### Fragmento extraído
»»

Navidad del ‘Año de la fe’ en una sociedad secularizada



Homilía 24-25 de diciembre 2012
Solemnidad de la Natividad del Señor

Iluminación navideña en la calle Serrano de Madrid
Fuente de la imagen: modayhogar.com
Nos quejamos muchas veces de que nuestra sociedad se está descristianizando, que en nuestras familias y en nuestro entorno cultural la Navidad ha perdido su sentido cristiano, que en muchos sitios se han suprimidos los signos religiosos tan característicos de estos días, que en varios colegios se hacen ‘belenes laicos’ y se habla de ‘fiesta de invierno’, que el saludo de estos días no es tanto “feliz Navidad”, cuanto “felices fiestas’. Ante esta realidad, ante este proceso que solemos llamar de ‘secularización’, los cristianos reaccionamos de modos distintos. Algunos se lamentan de la situación con resignación, ya que consideran que es un proceso imparable y que irá a más, y recuerdan con nostalgia los tiempos pasados y lo que sentían en estos días. Otros asumen una actitud más ‘beligerante’, si así podemos llamarla, se oponen a este proceso, se esfuerzan para que en sus ambientes no se pierdan las tradiciones y para que se mantengan los signos religiosos. A mí me gustaría hoy, aprovechando este día tan importante para nosotros, proponer otra vía, distinta a las dos que he comentado, y que es la que desde siempre han seguido los cristianos en las sociedades en las que han sido minoría, y que es también la que nos propone el papa para este Ano de la fe. Los cristianos de los primeros tres siglos no intentaron cristianizar el Imperio Romano, hacer que siguiera sus normas morales y tradiciones, sino intentaron vivir con coherencia su fe, en un ambiente a veces indiferente y otras veces hostil, y de este modo lo convirtieron. No se trata, por tanto, de enzarzarnos en una lucha contra la sociedad, que a veces se hace desde sus mismos presupuestos secularistas y con sus mismos instrumentos de poder, sino de ser cristianos de verdad.

««

### Datos proporcionados
»»

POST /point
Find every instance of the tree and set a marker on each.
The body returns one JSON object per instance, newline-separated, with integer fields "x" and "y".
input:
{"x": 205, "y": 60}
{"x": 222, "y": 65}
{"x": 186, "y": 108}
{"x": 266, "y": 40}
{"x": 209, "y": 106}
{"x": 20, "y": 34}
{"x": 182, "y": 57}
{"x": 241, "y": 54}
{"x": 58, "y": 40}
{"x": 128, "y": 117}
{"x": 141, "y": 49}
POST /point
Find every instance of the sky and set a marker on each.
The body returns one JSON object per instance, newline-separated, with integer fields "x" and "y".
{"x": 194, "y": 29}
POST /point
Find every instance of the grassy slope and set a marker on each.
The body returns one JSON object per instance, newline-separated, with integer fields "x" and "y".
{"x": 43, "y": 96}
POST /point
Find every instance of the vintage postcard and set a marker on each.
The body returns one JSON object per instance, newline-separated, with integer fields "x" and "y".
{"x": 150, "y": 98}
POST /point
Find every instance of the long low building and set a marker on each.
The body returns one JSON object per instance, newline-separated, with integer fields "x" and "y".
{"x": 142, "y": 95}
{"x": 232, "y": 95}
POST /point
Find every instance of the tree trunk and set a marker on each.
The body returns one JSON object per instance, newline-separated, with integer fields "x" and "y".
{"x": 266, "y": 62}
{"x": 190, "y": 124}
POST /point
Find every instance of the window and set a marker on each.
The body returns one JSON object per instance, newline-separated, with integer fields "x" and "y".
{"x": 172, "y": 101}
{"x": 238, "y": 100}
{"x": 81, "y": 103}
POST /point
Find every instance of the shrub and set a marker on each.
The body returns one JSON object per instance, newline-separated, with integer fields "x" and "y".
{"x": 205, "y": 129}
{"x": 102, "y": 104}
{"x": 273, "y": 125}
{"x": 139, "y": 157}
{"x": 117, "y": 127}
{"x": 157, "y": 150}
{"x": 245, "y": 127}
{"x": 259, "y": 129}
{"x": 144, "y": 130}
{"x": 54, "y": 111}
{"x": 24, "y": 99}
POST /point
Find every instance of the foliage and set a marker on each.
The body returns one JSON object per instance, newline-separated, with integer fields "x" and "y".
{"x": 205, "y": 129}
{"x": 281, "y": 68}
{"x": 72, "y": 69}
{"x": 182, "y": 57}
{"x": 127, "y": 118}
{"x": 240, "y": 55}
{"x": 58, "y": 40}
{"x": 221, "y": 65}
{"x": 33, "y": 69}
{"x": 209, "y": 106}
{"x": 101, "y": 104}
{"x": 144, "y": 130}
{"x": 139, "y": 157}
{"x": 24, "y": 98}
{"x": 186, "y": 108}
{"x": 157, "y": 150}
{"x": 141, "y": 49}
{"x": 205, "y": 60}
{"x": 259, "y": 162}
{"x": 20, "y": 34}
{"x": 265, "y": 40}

««

### Tarea planteada 1
Indique si cada una de las siguientes afirmaciones concuerda con la homilía de Navidad, respondiendo sí o no y citando las palabras del texto que lo deciden: (a) los cristianos de los primeros tres siglos intentaron cristianizar el Imperio Romano; (b) el autor propone una vía distinta de las dos actitudes que describe; (c) algunos cristianos recuerdan con nostalgia los tiempos pasados.
### Tarea planteada 2
Seleccione y copie todas las filas de los datos proporcionados que contengan la palabra "tree".

### Respuesta escrita 1
(a) No: "Los cristianos de los primeros tres siglos no intentaron cristianizar el Imperio Romano".
(b) Sí: "proponer otra vía, distinta a las dos que he comentado".
(c) Sí: "recuerdan con nostalgia los tiempos pasados".

### Respuesta escrita 2
Find every instance of the tree and set a marker on each.
Find every instance of the tree trunk and set a marker on each.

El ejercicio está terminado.